▶ _PROBLEM TO WORK ON_
Line by line, retype the data exactly as it is given.

[INPUT RECORDS]

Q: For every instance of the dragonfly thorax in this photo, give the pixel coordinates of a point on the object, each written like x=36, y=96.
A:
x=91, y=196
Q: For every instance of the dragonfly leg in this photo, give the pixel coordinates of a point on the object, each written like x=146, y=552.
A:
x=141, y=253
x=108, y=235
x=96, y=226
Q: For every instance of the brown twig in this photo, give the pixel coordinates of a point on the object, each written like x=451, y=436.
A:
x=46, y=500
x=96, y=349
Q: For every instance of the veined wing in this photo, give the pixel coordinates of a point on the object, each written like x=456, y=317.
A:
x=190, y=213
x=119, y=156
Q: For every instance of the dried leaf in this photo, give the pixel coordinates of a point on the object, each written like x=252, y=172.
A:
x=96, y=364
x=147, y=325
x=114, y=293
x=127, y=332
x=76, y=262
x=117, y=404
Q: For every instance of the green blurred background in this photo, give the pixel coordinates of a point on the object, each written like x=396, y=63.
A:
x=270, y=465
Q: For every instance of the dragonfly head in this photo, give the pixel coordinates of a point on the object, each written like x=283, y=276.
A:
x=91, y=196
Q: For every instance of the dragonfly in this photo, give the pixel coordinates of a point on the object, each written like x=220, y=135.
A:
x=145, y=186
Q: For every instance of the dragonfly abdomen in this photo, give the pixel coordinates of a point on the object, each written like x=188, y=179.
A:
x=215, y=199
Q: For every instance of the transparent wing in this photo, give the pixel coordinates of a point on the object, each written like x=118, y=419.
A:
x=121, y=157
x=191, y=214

[/INPUT RECORDS]

▶ _RESULT BELOW_
Q: For every instance of the dragonfly thorax in this photo, give the pixel coordinates of a point on the object, each written like x=36, y=96.
A:
x=91, y=196
Q: For every instance of the dragonfly leg in this photo, give the pixel coordinates of a point on the object, each written like x=146, y=552.
A:
x=141, y=253
x=108, y=235
x=96, y=226
Q: For every instance of the brown twig in this photo, give the pixel coordinates of a point on the object, each written like x=451, y=436.
A:
x=46, y=500
x=96, y=349
Q: For every instance of the veined wing in this photo, give the pixel coordinates of a point on the object, each written like x=456, y=317.
A:
x=190, y=213
x=119, y=156
Q: For every instance of the dried leaf in this photo, give the pixel coordinates of a point on the object, each written like x=252, y=172.
A:
x=96, y=364
x=147, y=325
x=114, y=293
x=127, y=332
x=76, y=262
x=117, y=404
Q: For every instance of the green blurred background in this photo, give the pixel coordinates of a point on the object, each written like x=396, y=63.
A:
x=270, y=465
Q: For every instance of the dragonfly head in this photo, give the pixel coordinates of a point on the object, each written like x=283, y=276.
A:
x=91, y=196
Q: For every instance of the dragonfly in this photo, give the pixel coordinates of a point on the object, each written like x=220, y=135.
A:
x=145, y=186
Q: For every instance of the dragonfly abdomen in this photo, give the pixel coordinates of a point on the object, each written like x=188, y=179.
A:
x=215, y=199
Q: For every instance of the transparent wing in this photo, give the pixel coordinates of a point on the object, each written like x=118, y=419.
A:
x=121, y=157
x=191, y=214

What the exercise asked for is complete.